WHAT IS NEEDED: Copy the lines below, from the line with "slate roof -> outlines, every instance" to the line with "551 108 L 524", both included, without any change.

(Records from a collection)
*-*-*
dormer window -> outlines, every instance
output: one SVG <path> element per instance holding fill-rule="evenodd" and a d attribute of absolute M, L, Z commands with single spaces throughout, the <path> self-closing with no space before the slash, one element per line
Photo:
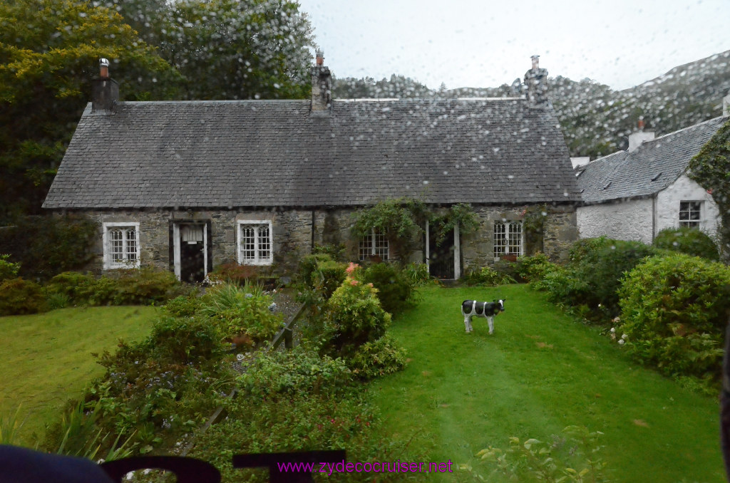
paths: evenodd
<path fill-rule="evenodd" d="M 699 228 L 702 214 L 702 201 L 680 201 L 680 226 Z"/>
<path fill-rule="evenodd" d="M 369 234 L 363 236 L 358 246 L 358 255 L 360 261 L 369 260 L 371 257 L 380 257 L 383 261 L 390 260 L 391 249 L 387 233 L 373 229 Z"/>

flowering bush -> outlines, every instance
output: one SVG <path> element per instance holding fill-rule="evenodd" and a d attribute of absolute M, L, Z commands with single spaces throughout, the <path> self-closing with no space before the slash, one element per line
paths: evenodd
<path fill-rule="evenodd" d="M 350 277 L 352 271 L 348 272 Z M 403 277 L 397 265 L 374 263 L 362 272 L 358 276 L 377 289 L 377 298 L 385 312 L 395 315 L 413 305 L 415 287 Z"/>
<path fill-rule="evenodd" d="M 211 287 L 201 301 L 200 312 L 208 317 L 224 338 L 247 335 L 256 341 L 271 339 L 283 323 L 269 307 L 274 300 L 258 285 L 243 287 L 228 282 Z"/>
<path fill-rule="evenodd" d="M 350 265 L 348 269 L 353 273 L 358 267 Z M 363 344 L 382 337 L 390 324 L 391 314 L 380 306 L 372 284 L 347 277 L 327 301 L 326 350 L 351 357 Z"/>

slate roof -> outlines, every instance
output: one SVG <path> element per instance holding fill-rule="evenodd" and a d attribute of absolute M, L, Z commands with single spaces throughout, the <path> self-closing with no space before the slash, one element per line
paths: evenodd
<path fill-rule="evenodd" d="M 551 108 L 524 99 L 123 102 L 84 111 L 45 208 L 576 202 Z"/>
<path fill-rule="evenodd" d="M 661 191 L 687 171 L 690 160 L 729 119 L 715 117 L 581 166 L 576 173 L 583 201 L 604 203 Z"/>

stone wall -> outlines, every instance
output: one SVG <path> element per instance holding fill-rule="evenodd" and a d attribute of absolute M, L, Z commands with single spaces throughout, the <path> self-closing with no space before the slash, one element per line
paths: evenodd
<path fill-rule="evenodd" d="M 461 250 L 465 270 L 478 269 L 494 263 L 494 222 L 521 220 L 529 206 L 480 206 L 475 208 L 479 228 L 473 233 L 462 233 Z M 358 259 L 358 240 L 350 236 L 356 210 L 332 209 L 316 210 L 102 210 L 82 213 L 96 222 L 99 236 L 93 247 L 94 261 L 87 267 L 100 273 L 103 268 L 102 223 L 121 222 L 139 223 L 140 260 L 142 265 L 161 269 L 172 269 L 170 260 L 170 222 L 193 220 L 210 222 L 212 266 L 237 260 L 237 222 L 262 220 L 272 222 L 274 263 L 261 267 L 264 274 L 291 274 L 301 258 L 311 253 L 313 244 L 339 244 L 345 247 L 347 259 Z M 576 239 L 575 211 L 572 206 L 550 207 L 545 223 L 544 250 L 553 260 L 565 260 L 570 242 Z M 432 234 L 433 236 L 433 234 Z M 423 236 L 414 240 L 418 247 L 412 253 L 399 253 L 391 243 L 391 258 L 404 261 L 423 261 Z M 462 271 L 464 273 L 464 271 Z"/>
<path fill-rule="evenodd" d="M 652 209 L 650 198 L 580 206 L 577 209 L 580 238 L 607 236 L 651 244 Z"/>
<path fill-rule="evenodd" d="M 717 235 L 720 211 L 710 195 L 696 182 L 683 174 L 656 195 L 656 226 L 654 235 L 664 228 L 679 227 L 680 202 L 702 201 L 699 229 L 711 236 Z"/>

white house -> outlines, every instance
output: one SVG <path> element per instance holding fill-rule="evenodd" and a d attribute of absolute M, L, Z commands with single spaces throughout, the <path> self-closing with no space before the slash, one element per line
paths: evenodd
*-*-*
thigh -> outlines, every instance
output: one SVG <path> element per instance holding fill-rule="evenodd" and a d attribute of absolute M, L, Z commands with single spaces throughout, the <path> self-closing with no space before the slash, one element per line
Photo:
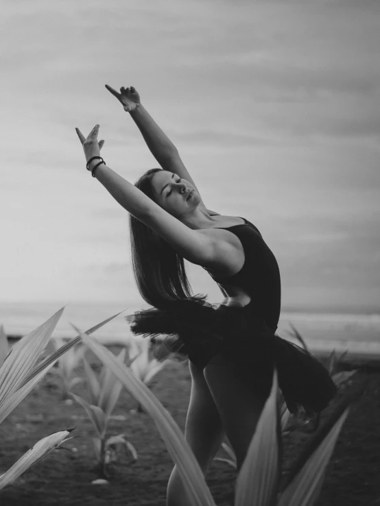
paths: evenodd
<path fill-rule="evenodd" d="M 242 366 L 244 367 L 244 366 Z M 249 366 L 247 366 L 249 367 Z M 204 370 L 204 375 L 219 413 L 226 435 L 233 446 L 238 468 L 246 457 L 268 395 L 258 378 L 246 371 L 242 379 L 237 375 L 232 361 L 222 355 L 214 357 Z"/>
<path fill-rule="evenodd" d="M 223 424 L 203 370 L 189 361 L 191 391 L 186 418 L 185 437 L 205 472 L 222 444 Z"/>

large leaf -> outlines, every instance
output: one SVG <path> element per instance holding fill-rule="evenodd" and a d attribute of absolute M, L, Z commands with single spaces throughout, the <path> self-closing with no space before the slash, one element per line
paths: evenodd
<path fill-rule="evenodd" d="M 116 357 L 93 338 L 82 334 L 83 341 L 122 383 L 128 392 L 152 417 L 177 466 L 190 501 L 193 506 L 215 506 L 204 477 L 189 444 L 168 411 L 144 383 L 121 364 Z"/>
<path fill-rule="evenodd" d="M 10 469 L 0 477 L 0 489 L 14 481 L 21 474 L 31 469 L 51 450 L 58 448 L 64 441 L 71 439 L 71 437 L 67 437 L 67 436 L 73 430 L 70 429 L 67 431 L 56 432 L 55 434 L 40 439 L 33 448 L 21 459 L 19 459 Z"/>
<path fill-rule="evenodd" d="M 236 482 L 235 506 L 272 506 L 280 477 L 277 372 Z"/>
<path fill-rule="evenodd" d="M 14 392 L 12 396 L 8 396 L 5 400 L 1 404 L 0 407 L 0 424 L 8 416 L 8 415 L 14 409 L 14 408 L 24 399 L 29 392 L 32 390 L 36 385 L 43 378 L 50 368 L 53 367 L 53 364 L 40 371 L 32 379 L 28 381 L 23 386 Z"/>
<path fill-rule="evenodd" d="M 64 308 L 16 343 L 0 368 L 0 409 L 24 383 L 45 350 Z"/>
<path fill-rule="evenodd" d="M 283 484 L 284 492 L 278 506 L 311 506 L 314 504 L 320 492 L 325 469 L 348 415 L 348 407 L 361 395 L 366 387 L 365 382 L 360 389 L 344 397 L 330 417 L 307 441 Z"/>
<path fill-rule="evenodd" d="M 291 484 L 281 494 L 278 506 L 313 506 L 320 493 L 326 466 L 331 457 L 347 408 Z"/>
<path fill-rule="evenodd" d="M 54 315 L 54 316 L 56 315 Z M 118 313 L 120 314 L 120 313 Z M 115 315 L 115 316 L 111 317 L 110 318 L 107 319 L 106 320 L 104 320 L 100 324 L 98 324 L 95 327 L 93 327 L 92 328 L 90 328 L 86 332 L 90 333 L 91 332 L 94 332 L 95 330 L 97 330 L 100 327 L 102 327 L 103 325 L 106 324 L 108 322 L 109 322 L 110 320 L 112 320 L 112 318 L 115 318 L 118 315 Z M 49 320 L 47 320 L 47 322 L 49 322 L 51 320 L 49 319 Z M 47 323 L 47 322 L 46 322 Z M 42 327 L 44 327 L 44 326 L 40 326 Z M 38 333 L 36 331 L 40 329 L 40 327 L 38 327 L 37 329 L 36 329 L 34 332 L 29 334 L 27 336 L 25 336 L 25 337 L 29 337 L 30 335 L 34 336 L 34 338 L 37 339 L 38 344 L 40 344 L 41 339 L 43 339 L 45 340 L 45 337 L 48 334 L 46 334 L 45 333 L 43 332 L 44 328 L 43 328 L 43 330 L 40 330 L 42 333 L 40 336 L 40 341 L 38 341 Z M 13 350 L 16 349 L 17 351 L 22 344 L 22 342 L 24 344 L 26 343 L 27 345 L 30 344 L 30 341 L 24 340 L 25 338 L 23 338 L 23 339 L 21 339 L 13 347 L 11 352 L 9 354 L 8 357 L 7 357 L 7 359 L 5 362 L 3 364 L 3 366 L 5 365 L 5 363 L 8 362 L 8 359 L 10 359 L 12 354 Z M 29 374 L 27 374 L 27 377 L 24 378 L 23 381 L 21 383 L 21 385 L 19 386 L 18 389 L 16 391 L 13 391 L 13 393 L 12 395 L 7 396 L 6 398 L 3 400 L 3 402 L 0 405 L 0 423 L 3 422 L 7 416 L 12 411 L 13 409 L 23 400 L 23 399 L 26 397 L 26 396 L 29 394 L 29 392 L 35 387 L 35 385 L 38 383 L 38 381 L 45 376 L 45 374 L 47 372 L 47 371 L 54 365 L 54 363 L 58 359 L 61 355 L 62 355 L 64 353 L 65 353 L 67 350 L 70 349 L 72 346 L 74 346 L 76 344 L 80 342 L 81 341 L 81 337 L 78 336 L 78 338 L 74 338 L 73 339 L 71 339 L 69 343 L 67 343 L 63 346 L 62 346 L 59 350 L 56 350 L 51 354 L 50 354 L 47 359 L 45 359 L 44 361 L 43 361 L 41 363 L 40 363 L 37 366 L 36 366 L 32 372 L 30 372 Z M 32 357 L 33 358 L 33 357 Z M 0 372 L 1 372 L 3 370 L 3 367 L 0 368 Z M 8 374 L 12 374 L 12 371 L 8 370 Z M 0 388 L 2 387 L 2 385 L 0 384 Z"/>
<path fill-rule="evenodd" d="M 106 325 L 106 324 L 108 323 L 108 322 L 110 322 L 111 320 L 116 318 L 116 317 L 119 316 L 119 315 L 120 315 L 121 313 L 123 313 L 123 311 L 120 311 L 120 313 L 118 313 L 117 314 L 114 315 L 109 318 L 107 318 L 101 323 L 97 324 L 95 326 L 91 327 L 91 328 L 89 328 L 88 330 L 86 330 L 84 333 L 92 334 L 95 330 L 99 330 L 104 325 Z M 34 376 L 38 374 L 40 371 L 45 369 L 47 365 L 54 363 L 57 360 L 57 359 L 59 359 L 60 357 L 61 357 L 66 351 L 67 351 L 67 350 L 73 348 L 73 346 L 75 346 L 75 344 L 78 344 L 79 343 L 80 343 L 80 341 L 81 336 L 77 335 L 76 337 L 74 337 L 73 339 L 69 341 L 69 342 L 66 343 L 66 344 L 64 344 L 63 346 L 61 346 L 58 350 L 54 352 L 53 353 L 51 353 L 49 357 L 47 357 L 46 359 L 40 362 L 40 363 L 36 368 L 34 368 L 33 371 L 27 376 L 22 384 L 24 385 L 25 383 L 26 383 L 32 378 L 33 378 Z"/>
*-*-*
RESULT OF THE TASK:
slate roof -> outlines, every instance
output: one SVG <path> element per instance holding fill-rule="evenodd" and a d attribute of absolute M, L, Z commands with single spaces throughout, the <path> self-closing with no space before the slash, one element per line
paths: evenodd
<path fill-rule="evenodd" d="M 551 108 L 524 99 L 123 102 L 84 111 L 45 208 L 576 202 Z"/>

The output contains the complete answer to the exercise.